▸ Task description
Render each line of the items below as a Markdown table with two columns, Row for the row number and Text for the line, and skip any blank lines. Leave the pictures out.

▸ Input data
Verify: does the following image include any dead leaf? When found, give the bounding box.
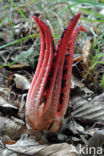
[0,117,25,141]
[14,74,30,90]
[72,93,104,121]
[6,136,78,156]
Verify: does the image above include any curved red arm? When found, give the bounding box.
[25,13,85,132]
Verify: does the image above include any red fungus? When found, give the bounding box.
[25,13,85,132]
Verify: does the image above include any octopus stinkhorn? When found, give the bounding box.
[25,13,85,132]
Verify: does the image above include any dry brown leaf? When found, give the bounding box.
[14,74,30,90]
[72,93,104,121]
[0,117,25,141]
[6,136,78,156]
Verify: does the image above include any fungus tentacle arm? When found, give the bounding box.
[26,13,85,132]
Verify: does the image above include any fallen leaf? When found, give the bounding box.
[14,74,30,90]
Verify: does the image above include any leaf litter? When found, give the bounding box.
[0,0,104,156]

▸ The response
| Row | Text |
|---|---|
| 1 | Verify: does the following image include any dead leaf? When found, give the bounding box. |
| 2 | [0,117,25,141] |
| 3 | [14,74,30,90] |
| 4 | [72,93,104,121] |
| 5 | [6,136,78,156] |
| 6 | Verify: does the image above include any curved red arm? When found, give the bounding box. |
| 7 | [25,13,85,132] |
| 8 | Verify: does the image above include any red fungus? When found, give the bounding box. |
| 9 | [25,13,85,132] |
| 10 | Verify: does the image above include any octopus stinkhorn? When found, give the bounding box. |
| 11 | [25,13,85,132] |
| 12 | Verify: does the image above include any dry brown leaf? When found, give the bounding box. |
| 13 | [14,74,30,90] |
| 14 | [72,93,104,121] |
| 15 | [0,117,25,141] |
| 16 | [6,136,78,156] |
| 17 | Verify: does the image above include any fungus tentacle arm? When found, give the bounding box. |
| 18 | [26,13,85,132] |
| 19 | Verify: does the image above include any fallen leaf? When found, give the bounding box. |
| 20 | [14,74,30,90] |
| 21 | Verify: does the image above include any leaf litter? When found, give the bounding box. |
| 22 | [0,0,104,156] |